- _Extracted material_:

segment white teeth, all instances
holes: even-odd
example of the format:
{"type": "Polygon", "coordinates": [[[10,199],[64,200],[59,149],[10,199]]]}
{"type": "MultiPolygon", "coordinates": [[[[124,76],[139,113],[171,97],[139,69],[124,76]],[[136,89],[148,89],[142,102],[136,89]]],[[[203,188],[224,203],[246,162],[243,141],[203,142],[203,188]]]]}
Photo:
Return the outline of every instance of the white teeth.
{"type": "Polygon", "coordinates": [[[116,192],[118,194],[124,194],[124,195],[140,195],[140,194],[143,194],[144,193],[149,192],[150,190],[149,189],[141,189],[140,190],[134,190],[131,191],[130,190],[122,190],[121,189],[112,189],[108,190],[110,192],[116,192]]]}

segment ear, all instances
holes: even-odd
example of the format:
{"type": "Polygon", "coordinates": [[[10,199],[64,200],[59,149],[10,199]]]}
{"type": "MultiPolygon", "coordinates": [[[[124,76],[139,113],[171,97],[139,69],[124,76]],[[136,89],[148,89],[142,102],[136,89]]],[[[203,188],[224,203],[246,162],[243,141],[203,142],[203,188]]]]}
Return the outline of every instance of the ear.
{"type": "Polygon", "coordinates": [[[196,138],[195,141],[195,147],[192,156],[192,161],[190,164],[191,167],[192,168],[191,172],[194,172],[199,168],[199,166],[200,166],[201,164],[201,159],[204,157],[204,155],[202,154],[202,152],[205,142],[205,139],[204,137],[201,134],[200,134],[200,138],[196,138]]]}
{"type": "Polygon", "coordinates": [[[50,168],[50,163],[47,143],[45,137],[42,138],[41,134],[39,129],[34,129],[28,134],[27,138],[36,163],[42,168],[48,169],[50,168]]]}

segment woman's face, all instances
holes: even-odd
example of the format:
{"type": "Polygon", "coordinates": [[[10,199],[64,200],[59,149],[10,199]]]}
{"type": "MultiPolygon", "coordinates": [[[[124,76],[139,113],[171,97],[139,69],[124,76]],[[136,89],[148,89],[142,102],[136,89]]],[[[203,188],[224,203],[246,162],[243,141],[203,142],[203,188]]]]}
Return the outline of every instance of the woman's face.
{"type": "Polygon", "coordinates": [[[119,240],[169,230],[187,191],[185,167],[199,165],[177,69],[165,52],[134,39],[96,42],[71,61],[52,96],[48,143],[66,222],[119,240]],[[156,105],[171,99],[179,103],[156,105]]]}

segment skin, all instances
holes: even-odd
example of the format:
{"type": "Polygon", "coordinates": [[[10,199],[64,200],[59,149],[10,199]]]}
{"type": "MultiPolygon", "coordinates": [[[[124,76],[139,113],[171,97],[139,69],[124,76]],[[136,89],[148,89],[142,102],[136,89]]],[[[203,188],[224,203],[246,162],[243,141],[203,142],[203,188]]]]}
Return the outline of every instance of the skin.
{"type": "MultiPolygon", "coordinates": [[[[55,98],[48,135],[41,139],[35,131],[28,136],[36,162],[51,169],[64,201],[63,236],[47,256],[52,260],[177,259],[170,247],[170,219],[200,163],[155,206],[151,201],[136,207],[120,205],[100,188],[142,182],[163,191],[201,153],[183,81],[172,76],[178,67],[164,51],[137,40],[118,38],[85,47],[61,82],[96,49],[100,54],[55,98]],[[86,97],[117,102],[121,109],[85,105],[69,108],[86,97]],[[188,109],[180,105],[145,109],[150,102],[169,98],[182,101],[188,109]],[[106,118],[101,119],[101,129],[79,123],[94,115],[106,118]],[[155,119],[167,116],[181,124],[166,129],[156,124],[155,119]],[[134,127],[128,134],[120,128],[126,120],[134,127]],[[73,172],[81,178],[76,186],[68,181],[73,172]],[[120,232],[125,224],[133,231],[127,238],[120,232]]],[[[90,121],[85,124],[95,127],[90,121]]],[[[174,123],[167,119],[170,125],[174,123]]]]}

- _To do_: Reproduce all of the records above line for line, changing nothing.

- _Exercise output_:
segment white teeth, all instances
holes: even-odd
example of the format:
{"type": "Polygon", "coordinates": [[[10,199],[64,200],[59,149],[10,199]]]}
{"type": "MultiPolygon", "coordinates": [[[[124,76],[139,113],[171,97],[139,69],[124,76]],[[136,89],[148,89],[142,102],[136,89]]],[[[203,188],[224,203],[246,162],[243,141],[203,142],[203,188]]]]}
Photo:
Return the outline of every instance of the white teeth.
{"type": "Polygon", "coordinates": [[[116,192],[118,194],[124,194],[124,195],[140,195],[140,194],[143,194],[144,193],[149,192],[150,190],[149,189],[141,189],[140,190],[134,190],[131,191],[130,190],[122,190],[121,189],[112,189],[108,190],[110,192],[116,192]]]}

segment ear, all instances
holes: even-odd
example of the format:
{"type": "Polygon", "coordinates": [[[10,199],[64,200],[59,149],[10,199]]]}
{"type": "MultiPolygon", "coordinates": [[[[124,76],[139,113],[171,97],[139,69],[124,76]],[[136,89],[148,89],[142,102],[136,89]]],[[[203,188],[224,203],[246,162],[243,141],[203,142],[203,188]]]]}
Return the outline of every instance of the ear.
{"type": "Polygon", "coordinates": [[[196,138],[195,141],[195,147],[192,156],[192,161],[190,164],[191,167],[192,168],[191,172],[194,172],[199,168],[199,166],[200,166],[201,164],[201,159],[204,157],[204,155],[202,154],[202,152],[205,142],[205,139],[204,137],[201,134],[200,134],[200,138],[196,138]]]}
{"type": "Polygon", "coordinates": [[[50,168],[50,163],[47,143],[45,137],[42,138],[41,134],[39,129],[34,129],[28,134],[27,138],[36,163],[42,168],[48,169],[50,168]]]}

segment woman's face, all instances
holes: even-odd
example of the format:
{"type": "Polygon", "coordinates": [[[10,199],[64,200],[59,149],[10,199]]]}
{"type": "MultiPolygon", "coordinates": [[[[124,76],[139,113],[171,97],[139,69],[124,76]],[[136,89],[148,89],[142,102],[136,89]]],[[[203,188],[224,203],[246,162],[243,141],[203,142],[203,188]]]]}
Return the outline of every instance of the woman's face.
{"type": "Polygon", "coordinates": [[[119,240],[169,230],[187,191],[185,167],[199,165],[177,69],[165,52],[134,39],[96,42],[71,61],[52,96],[48,143],[66,222],[119,240]],[[156,105],[171,99],[179,103],[156,105]]]}

segment skin, all instances
holes: even-odd
example of the format:
{"type": "Polygon", "coordinates": [[[10,199],[64,200],[59,149],[10,199]]]}
{"type": "MultiPolygon", "coordinates": [[[[124,76],[139,113],[171,97],[139,69],[124,76]],[[136,89],[148,89],[142,102],[136,89]]],[[[203,188],[224,203],[246,162],[243,141],[203,142],[203,188]]]]}
Return the outline of every instance of the skin.
{"type": "MultiPolygon", "coordinates": [[[[55,98],[48,135],[41,139],[35,131],[28,136],[36,162],[51,169],[64,201],[63,236],[47,256],[52,260],[177,259],[170,247],[170,219],[200,163],[155,206],[151,201],[136,207],[120,205],[100,188],[142,182],[163,191],[201,153],[183,81],[172,76],[178,67],[164,51],[137,40],[118,38],[85,47],[61,82],[96,49],[100,54],[55,98]],[[86,97],[117,102],[121,109],[85,105],[69,108],[86,97]],[[188,109],[180,105],[145,109],[150,102],[169,98],[182,101],[188,109]],[[106,118],[101,119],[101,129],[79,123],[94,115],[106,118]],[[155,119],[167,116],[181,124],[166,129],[156,124],[155,119]],[[134,127],[128,134],[120,128],[126,120],[134,127]],[[73,172],[81,178],[76,186],[68,181],[73,172]],[[120,232],[125,224],[133,231],[127,238],[120,232]]],[[[90,121],[85,124],[95,127],[90,121]]],[[[174,123],[167,119],[170,125],[174,123]]]]}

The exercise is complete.